[Referring expression pointing data]
☆ ☆ ☆ ☆
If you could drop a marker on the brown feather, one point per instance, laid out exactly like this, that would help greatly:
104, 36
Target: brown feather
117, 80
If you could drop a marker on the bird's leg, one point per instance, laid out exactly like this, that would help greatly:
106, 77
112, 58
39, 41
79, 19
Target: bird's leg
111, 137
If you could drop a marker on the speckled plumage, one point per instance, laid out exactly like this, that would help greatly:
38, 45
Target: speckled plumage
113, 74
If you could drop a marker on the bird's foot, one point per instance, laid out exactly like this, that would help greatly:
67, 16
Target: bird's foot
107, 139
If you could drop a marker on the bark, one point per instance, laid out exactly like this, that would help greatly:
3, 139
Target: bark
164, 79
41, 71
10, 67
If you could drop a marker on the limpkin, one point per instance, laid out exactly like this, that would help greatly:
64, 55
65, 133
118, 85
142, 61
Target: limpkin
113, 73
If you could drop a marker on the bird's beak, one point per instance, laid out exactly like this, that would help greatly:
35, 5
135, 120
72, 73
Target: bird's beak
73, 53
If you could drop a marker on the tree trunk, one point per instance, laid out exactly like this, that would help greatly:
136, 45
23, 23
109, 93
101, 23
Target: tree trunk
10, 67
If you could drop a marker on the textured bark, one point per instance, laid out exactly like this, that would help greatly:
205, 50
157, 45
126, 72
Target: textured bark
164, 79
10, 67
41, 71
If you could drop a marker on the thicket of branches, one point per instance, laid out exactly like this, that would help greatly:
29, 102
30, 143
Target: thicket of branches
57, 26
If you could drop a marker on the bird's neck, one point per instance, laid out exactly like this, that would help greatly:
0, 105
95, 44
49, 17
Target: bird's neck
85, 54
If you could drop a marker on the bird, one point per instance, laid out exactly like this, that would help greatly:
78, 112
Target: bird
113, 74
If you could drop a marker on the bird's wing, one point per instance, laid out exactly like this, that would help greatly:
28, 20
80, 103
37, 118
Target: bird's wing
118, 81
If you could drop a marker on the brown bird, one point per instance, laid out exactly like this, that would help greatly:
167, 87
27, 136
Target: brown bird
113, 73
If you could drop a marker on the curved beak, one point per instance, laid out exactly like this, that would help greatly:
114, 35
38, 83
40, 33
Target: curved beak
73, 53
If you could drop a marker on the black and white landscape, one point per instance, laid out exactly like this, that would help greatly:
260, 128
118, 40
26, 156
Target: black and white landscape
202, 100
☆ ☆ ☆ ☆
Give the data again in full, exactly.

### FINAL ANSWER:
If you could drop a marker on the brown feather, one point per instance, laid out exactly like this, that would help greatly:
104, 36
Target: brown feather
117, 80
If you could drop a marker on the bird's leg, one point per instance, laid out exactly like this, that would help greatly:
106, 77
112, 58
39, 41
79, 19
Target: bird's leg
111, 137
If you could drop a marker on the speckled plumage, one point per instance, laid out exactly like this, that would help greatly:
38, 45
Target: speckled plumage
113, 74
If you could drop a marker on the bird's foot, one point per instance, laid out exactly like this, that would help greatly:
67, 16
Target: bird's foot
107, 139
If you could drop a marker on the bark, one point per instance, laid out exactly like this, that would help greatly:
3, 139
Target: bark
164, 79
41, 71
10, 67
If you could drop a marker on the limpkin, one point per instance, laid out exactly like this, that would help greatly:
64, 55
65, 133
118, 85
142, 61
Target: limpkin
113, 73
If you could drop a marker on the bird's beak, one point per instance, laid out exactly like this, that would help greatly:
35, 5
135, 120
72, 73
Target: bird's beak
73, 53
If you could drop a marker on the tree trunk, one point per instance, laid out exactly like this, that would help greatly:
136, 45
23, 23
109, 93
101, 23
Target: tree trunk
10, 67
If you could drop a marker on the textured bark, one point per instance, laid out exactly like this, that would help greatly:
205, 50
157, 45
126, 72
Target: textured bark
164, 79
10, 67
41, 71
If you could drop a marker on the thicket of branches, one point per instance, laid out exactly like this, that would help greatly:
29, 102
30, 143
Target: thicket of branches
57, 26
If you could drop a marker on the bird's neck, one point per instance, laid out exactly like this, that would help greatly:
0, 105
95, 44
49, 17
Target: bird's neck
85, 54
If you could drop a marker on the bird, one point per instance, laid out exactly like this, that would help greatly:
78, 112
Target: bird
113, 74
If you could drop a marker on the bird's wing, one point per instance, laid out exactly like this, that would help greatly:
28, 20
80, 103
37, 118
Target: bird's wing
118, 81
If you could drop a marker on the brown bird, one point per instance, laid out exactly like this, that would help greatly:
167, 87
27, 136
Target: brown bird
113, 73
If you could drop a marker on the curved beak, one point per instance, laid out exactly like this, that would help greatly:
114, 35
38, 83
40, 33
Target: curved beak
73, 53
If you could drop a marker on the black and white landscape, one point per instance, laid out exactly like this, that would help greatly:
260, 128
118, 40
26, 156
Target: black and white landscape
202, 100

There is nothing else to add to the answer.